━━ Available data
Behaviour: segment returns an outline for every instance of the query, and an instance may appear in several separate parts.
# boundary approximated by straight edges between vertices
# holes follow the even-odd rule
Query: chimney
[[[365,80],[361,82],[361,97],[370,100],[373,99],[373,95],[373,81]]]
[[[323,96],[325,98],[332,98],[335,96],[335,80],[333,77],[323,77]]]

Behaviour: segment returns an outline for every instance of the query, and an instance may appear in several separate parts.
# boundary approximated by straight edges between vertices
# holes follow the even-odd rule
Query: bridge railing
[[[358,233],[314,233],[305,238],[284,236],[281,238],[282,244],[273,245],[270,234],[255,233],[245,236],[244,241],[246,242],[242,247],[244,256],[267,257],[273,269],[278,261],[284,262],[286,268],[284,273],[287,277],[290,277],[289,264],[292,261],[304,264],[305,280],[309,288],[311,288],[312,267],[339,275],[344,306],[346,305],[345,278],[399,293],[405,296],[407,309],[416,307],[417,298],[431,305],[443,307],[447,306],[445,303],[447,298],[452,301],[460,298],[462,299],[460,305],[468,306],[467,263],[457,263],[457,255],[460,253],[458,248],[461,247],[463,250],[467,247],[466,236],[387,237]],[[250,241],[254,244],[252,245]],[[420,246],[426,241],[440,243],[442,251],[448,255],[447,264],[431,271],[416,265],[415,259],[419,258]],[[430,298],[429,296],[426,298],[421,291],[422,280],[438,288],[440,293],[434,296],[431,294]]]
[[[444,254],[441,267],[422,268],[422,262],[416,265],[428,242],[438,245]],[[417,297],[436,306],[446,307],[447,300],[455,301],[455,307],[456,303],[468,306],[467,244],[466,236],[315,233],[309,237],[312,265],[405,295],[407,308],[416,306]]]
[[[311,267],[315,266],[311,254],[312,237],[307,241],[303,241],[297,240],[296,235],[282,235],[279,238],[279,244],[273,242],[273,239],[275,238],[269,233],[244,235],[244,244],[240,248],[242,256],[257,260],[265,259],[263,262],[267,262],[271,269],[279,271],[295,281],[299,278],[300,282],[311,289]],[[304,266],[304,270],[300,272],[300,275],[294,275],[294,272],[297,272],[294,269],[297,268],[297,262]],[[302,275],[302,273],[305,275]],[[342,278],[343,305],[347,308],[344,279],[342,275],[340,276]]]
━━━━
▶ **Task to complete**
Each entry above is to be transcribed word for word.

▶ **Worked solution**
Behaviour: segment returns an outline for every instance of the query, and an instance may appear in several separate parts.
# boundary approximated by straight edges between vertices
# holes follow the even-odd rule
Query: chimney
[[[365,80],[361,82],[361,97],[370,100],[373,99],[373,95],[373,81]]]
[[[323,96],[325,98],[332,98],[335,96],[335,80],[333,77],[323,77]]]

Behaviour: segment returns an outline for every instance of the query, and an instance may appear in several separate parts.
# boundary approximated by straight edges between vertices
# holes follow the even-odd rule
Query: bridge railing
[[[358,233],[314,233],[305,238],[284,236],[281,238],[282,244],[273,245],[270,234],[255,233],[245,236],[244,241],[246,242],[242,247],[244,256],[267,257],[273,269],[278,261],[284,262],[286,268],[284,273],[287,277],[290,277],[289,264],[292,261],[304,264],[305,280],[309,288],[311,288],[312,267],[339,275],[344,306],[346,305],[345,278],[399,293],[405,296],[407,309],[416,307],[417,298],[431,305],[443,307],[447,306],[445,303],[447,298],[452,301],[460,298],[462,299],[460,305],[468,306],[467,263],[457,263],[457,255],[460,253],[458,248],[461,247],[463,250],[467,247],[466,236],[387,237]],[[250,241],[254,244],[252,245]],[[420,246],[426,241],[440,243],[442,251],[448,255],[447,264],[431,271],[416,265],[415,259],[419,258]],[[430,298],[429,296],[426,298],[421,291],[422,280],[438,288],[440,293],[434,296],[431,294]]]
[[[444,254],[441,267],[422,268],[422,262],[416,265],[428,242],[438,245]],[[417,297],[436,306],[446,307],[447,300],[455,301],[455,307],[456,303],[468,306],[467,244],[466,236],[315,233],[309,237],[312,265],[405,295],[407,308],[416,306]]]
[[[311,267],[315,266],[311,254],[312,237],[307,241],[303,241],[297,240],[296,235],[282,235],[279,238],[279,244],[273,242],[273,239],[275,238],[269,233],[244,235],[244,244],[240,248],[242,256],[257,260],[265,259],[263,262],[267,262],[271,269],[279,271],[295,281],[299,278],[300,282],[311,289]],[[304,266],[304,270],[300,272],[300,275],[294,275],[294,272],[297,272],[294,269],[297,268],[297,262]],[[302,275],[302,273],[305,275]],[[342,278],[343,305],[347,308],[344,279],[342,275],[340,276]]]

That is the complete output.